Repeat the whole listing exactly, leaving nothing out.
((
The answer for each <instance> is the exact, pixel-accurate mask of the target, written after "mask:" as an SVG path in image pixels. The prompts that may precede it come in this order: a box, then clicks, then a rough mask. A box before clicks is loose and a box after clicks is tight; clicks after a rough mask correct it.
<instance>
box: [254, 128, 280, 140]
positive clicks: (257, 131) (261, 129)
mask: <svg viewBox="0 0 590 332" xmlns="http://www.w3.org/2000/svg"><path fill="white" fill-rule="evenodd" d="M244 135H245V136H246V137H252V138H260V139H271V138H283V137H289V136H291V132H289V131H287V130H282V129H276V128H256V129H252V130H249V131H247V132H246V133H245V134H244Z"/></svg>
))
*EXERCISE SOLUTION:*
The answer for each <instance> is the exact, pixel-accurate mask of the target, written after "mask:" as an SVG path in image pixels. The prompts that may precede it come in this order: a box, then clicks, then a rough mask. A box before clicks is loose and a box after clicks is tight; clicks after a rough mask correct it.
<instance>
box: [254, 128, 280, 140]
positive clicks: (257, 131) (261, 129)
mask: <svg viewBox="0 0 590 332" xmlns="http://www.w3.org/2000/svg"><path fill="white" fill-rule="evenodd" d="M244 135H245V136H246V137H252V138H260V139H271V138H283V137H289V136H291V132H289V131H287V130H282V129H276V128H256V129H252V130H249V131H247V132H246V133H245V134H244Z"/></svg>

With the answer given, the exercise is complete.